§ **EXERCISE BRIEF**:
Would you please copy exactly the line with "Task: locate the brick pillar" and all lines that follow it in the data below, through the last one?
DATA EXTRACTS below:
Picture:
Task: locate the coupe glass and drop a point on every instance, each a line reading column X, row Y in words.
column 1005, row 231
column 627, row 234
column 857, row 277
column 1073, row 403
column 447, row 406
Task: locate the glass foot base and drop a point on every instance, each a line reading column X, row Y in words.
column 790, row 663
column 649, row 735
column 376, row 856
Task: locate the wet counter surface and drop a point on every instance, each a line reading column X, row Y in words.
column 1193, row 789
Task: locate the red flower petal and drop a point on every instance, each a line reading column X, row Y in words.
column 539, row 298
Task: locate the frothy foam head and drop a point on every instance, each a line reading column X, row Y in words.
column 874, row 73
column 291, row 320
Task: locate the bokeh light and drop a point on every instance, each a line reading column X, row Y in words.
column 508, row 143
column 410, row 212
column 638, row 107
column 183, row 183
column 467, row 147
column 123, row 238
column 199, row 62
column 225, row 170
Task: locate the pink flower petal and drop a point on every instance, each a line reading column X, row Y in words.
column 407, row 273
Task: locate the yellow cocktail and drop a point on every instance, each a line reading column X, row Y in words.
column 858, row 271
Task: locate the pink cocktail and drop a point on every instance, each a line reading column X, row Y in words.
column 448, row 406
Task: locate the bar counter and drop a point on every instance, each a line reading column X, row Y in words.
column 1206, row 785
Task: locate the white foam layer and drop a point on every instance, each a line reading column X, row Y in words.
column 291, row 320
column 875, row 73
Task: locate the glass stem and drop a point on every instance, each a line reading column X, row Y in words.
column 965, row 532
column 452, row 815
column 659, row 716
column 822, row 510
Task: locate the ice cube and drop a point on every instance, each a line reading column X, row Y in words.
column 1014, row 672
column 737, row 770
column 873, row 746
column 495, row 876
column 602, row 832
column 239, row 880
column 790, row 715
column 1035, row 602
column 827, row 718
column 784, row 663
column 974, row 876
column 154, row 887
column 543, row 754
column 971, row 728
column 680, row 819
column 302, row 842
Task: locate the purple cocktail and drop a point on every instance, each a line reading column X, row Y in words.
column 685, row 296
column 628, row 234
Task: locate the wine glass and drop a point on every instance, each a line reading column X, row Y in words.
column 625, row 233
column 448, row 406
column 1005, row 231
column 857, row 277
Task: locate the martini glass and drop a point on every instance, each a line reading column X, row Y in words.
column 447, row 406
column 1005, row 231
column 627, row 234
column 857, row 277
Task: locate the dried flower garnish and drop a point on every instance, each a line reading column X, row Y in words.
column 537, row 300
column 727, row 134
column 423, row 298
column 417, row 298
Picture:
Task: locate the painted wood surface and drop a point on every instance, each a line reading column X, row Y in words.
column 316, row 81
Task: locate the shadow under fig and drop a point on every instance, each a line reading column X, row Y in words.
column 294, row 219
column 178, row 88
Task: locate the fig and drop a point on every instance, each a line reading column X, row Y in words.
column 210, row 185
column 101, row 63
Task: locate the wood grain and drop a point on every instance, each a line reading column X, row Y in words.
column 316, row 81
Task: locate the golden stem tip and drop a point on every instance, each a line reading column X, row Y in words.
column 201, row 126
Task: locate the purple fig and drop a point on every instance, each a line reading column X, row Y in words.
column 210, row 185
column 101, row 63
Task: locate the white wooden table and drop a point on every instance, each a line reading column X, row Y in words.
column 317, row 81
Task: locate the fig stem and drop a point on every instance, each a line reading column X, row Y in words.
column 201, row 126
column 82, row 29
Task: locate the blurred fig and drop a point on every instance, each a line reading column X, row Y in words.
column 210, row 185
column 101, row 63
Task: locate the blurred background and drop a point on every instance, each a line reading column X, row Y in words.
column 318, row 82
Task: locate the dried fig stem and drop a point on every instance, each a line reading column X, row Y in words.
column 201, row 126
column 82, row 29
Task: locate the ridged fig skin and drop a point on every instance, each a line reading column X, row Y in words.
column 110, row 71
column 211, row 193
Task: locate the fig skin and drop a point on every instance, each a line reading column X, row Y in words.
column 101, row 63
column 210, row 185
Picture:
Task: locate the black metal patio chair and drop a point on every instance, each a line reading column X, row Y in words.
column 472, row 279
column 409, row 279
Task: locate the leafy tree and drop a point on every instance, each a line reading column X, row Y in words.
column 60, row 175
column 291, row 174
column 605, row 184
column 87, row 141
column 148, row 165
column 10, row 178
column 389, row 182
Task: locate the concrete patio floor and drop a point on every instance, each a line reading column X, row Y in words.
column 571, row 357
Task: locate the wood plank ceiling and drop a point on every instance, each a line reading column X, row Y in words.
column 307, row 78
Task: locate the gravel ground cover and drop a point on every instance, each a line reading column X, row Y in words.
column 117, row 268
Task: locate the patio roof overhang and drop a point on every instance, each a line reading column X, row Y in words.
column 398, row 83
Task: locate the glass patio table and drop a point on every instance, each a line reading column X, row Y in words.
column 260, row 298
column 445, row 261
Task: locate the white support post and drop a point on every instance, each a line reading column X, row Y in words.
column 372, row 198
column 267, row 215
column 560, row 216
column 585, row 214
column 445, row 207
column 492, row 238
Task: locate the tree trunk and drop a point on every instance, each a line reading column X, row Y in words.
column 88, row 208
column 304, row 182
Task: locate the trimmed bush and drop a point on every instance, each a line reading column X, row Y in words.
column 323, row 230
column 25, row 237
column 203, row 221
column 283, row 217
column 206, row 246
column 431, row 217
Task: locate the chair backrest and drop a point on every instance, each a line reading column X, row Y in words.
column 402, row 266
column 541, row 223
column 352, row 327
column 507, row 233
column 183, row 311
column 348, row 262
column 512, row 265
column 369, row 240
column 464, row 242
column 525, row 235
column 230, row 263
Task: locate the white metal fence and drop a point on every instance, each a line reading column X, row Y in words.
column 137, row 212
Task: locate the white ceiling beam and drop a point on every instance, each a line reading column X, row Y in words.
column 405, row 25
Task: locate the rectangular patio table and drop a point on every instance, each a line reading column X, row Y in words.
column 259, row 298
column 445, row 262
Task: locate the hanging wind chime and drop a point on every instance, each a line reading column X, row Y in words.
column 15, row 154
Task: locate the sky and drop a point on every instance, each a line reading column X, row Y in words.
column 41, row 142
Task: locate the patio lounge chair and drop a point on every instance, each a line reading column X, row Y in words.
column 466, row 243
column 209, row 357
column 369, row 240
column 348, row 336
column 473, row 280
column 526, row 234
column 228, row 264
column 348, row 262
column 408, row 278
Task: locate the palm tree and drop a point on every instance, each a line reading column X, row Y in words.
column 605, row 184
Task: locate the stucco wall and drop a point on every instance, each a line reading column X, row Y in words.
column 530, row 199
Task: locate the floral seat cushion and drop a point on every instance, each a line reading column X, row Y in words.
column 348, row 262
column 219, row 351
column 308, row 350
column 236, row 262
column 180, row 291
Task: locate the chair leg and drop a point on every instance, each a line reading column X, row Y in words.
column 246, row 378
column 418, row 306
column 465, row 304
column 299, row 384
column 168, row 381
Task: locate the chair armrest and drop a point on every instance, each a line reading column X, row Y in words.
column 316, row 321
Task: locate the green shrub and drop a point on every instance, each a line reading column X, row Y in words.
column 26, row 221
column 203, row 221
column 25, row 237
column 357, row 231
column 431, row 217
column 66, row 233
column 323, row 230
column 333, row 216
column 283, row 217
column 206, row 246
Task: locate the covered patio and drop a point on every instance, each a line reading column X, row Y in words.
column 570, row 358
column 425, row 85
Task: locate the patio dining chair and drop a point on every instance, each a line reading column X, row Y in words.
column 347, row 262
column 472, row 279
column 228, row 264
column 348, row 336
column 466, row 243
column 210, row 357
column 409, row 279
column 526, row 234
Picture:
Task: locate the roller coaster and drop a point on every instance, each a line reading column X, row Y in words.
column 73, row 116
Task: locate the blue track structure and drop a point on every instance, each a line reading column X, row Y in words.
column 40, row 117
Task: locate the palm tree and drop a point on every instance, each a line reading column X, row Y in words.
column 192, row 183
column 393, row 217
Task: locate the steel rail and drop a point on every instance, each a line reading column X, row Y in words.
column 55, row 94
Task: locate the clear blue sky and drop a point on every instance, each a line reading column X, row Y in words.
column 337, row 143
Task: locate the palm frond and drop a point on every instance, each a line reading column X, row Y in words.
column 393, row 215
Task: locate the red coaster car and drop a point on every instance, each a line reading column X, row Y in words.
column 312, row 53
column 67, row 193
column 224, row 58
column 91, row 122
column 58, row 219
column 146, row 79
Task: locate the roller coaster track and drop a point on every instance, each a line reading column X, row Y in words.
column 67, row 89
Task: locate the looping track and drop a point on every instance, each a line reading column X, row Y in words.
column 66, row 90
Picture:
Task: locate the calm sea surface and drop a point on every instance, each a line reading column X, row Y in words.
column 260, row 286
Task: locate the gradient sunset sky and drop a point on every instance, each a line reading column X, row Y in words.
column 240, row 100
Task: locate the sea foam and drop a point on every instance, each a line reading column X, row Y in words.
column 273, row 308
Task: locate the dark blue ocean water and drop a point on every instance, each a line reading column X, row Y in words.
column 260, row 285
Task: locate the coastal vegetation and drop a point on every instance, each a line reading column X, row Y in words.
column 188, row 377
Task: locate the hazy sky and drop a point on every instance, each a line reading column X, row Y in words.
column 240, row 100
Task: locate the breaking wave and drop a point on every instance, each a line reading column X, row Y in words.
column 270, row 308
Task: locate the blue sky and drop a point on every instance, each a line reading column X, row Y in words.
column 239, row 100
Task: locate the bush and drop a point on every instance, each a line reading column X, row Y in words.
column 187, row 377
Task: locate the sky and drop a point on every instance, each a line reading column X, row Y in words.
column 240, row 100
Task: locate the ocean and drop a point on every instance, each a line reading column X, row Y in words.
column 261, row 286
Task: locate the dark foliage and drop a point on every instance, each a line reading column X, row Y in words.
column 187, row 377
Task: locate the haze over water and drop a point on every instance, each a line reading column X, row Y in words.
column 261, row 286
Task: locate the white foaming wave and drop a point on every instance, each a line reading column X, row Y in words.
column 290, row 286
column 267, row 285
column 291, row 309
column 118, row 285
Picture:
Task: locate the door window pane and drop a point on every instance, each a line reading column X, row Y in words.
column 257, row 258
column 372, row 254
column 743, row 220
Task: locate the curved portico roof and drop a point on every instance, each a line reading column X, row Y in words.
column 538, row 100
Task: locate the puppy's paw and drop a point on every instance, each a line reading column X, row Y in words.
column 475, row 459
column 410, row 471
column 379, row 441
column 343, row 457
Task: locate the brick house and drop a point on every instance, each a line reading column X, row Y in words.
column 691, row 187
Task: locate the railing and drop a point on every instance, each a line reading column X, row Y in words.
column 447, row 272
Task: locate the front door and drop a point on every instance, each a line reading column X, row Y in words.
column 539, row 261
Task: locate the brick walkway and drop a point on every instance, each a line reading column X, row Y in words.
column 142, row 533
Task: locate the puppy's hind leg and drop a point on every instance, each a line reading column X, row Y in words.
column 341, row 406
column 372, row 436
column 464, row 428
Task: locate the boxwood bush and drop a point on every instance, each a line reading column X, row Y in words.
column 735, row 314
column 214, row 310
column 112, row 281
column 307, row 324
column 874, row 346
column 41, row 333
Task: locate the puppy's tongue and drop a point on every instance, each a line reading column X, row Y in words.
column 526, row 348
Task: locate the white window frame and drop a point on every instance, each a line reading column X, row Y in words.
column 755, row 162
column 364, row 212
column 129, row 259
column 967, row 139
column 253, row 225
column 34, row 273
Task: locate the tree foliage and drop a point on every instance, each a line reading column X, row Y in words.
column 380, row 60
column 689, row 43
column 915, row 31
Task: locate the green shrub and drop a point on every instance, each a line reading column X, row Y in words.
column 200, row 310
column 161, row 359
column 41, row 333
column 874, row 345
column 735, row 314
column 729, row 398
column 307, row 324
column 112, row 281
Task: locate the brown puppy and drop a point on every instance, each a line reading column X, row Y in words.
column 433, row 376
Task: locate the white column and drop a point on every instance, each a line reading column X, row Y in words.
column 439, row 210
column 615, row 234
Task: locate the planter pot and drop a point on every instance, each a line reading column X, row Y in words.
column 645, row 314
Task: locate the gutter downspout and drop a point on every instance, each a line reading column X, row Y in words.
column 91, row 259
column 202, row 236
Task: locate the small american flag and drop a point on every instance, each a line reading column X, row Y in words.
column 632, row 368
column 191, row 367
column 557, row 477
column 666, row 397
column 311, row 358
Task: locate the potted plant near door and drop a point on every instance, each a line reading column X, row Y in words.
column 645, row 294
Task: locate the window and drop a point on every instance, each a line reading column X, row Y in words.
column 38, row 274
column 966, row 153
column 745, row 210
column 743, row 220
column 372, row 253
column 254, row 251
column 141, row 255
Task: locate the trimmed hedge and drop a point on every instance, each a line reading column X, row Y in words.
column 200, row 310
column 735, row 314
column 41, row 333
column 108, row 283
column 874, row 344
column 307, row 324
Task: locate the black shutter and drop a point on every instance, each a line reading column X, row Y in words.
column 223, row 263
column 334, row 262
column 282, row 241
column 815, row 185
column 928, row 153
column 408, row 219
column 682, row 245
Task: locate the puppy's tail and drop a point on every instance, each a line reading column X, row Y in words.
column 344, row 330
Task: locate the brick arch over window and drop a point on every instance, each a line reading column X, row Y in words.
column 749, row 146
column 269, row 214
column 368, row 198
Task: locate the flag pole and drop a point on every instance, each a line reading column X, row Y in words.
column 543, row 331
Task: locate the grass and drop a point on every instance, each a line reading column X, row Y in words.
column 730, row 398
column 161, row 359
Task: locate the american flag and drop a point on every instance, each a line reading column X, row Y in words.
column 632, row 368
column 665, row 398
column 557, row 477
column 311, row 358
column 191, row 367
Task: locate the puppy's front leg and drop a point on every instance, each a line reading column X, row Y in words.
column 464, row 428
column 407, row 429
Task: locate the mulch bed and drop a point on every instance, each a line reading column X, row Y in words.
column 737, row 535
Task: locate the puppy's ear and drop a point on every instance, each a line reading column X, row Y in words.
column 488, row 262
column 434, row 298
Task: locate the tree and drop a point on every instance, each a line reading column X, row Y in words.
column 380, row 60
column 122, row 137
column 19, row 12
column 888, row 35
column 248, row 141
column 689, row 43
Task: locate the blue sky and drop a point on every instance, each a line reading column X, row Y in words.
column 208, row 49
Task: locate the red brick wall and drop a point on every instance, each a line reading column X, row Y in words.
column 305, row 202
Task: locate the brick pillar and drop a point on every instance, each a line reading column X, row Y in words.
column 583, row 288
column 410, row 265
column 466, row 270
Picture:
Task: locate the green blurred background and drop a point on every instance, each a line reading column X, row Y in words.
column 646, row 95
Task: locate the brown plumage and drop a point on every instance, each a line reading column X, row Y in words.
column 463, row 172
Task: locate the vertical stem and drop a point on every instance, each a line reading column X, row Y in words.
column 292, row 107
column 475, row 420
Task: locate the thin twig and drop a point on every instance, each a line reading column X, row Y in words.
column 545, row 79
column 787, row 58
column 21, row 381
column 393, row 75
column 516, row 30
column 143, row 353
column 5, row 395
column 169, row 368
End of DATA EXTRACTS.
§ **YOUR RESPONSE**:
Task: locate the brick pillar and drop a point on every instance, each a line reading column X, row Y in words.
column 583, row 288
column 410, row 265
column 466, row 270
Picture:
Task: locate the green blurred background and drop a point on every instance, each a line reading column X, row Y in words.
column 646, row 95
Task: locate the brown plumage and drop a point on every instance, each a line reading column X, row Y in words.
column 463, row 172
Task: locate the vertical stem and drop a point on every instance, each a line reading column X, row Y in words.
column 292, row 107
column 475, row 420
Task: locate the thin twig and drop a point on every instance, each a line reading column X, row Y in words.
column 545, row 79
column 787, row 58
column 21, row 381
column 393, row 75
column 516, row 30
column 143, row 353
column 5, row 395
column 169, row 368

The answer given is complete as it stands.